EXERCISE OBJECTIVE: Reproduce without alteration the lines of the listing from the line containing "Target: yellow and red flag" to the line containing "(1275, 676)", both included.

ENTRIES PROVIDED:

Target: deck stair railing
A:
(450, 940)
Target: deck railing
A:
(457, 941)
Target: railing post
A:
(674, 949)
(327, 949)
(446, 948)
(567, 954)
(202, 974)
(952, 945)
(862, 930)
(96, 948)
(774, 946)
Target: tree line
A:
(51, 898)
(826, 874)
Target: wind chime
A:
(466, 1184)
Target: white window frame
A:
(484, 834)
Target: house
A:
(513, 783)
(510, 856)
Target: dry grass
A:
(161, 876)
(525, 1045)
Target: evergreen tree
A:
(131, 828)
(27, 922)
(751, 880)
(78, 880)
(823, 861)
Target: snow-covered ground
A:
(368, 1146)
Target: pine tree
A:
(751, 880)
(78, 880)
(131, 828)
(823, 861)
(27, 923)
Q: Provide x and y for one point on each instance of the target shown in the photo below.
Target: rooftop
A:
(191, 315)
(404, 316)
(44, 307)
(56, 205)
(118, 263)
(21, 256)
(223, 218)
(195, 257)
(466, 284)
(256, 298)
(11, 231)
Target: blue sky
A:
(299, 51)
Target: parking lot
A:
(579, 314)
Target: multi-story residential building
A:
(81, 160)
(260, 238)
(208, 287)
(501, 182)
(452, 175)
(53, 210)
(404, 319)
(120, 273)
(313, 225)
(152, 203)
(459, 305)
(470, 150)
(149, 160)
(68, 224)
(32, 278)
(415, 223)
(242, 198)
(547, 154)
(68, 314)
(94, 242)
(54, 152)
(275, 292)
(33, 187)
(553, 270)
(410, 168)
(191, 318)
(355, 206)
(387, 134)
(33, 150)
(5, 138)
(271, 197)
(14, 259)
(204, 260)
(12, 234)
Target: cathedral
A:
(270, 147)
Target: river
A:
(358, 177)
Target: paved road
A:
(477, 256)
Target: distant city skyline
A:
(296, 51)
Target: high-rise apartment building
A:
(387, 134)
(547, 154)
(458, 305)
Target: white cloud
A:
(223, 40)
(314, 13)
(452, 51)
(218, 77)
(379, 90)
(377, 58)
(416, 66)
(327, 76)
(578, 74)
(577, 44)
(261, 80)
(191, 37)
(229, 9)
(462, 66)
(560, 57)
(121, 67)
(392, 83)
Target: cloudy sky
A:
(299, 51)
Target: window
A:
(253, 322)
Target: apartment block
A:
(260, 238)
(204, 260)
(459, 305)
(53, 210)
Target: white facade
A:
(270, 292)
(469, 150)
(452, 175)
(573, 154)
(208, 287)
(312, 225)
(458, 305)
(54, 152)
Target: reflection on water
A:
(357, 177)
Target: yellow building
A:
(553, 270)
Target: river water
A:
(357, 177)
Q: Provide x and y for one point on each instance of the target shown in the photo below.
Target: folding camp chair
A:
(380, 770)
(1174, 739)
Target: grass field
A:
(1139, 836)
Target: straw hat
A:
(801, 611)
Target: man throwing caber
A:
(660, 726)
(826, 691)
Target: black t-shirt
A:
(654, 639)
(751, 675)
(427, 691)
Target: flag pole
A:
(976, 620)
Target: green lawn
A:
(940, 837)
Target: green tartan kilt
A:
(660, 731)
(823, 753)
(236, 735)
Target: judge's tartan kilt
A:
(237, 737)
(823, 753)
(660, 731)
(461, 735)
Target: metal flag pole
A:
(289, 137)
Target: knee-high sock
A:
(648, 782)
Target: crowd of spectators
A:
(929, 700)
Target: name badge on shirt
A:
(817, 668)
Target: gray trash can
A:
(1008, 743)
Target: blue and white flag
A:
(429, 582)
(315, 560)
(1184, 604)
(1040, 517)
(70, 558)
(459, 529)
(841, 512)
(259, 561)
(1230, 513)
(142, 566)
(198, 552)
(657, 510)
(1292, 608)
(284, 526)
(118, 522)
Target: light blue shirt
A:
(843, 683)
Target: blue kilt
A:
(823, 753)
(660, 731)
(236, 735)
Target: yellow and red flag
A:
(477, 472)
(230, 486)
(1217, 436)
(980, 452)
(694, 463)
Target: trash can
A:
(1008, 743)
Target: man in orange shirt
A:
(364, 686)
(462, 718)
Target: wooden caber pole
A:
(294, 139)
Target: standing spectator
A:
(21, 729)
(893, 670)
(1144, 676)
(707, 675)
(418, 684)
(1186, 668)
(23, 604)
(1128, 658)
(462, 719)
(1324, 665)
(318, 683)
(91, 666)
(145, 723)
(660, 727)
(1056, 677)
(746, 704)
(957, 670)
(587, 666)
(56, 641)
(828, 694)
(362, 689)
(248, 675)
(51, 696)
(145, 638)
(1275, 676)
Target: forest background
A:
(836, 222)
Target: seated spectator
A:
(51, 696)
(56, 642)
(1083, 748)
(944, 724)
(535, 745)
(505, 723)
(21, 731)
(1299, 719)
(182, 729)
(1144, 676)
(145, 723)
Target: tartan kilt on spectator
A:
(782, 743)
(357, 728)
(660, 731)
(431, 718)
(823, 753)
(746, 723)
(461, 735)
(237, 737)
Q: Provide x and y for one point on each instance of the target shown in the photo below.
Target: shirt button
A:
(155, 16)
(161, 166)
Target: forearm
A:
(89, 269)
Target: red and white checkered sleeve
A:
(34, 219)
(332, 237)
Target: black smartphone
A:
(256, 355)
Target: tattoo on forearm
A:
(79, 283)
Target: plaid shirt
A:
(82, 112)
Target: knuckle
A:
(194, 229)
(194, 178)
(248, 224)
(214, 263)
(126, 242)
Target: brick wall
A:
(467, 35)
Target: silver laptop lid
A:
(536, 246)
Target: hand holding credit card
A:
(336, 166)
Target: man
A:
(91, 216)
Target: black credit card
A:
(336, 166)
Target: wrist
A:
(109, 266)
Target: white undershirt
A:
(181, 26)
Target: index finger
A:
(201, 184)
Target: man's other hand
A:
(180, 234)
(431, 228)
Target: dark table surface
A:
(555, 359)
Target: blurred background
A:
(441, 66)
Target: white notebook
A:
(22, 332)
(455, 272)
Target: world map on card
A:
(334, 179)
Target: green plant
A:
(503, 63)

RESPONSE:
Target: yellow and red flag
A:
(477, 472)
(230, 486)
(1217, 436)
(980, 452)
(694, 463)
Target: trash can
A:
(1008, 743)
Target: man in orange shirt
A:
(364, 686)
(462, 718)
Target: wooden caber pole
A:
(294, 139)
Target: standing spectator
A:
(21, 729)
(893, 670)
(1144, 676)
(707, 675)
(418, 684)
(1186, 668)
(23, 604)
(1128, 658)
(462, 719)
(1324, 665)
(318, 683)
(91, 666)
(145, 723)
(660, 727)
(1056, 677)
(746, 704)
(957, 670)
(587, 666)
(56, 641)
(828, 694)
(362, 689)
(248, 675)
(51, 696)
(145, 638)
(1275, 676)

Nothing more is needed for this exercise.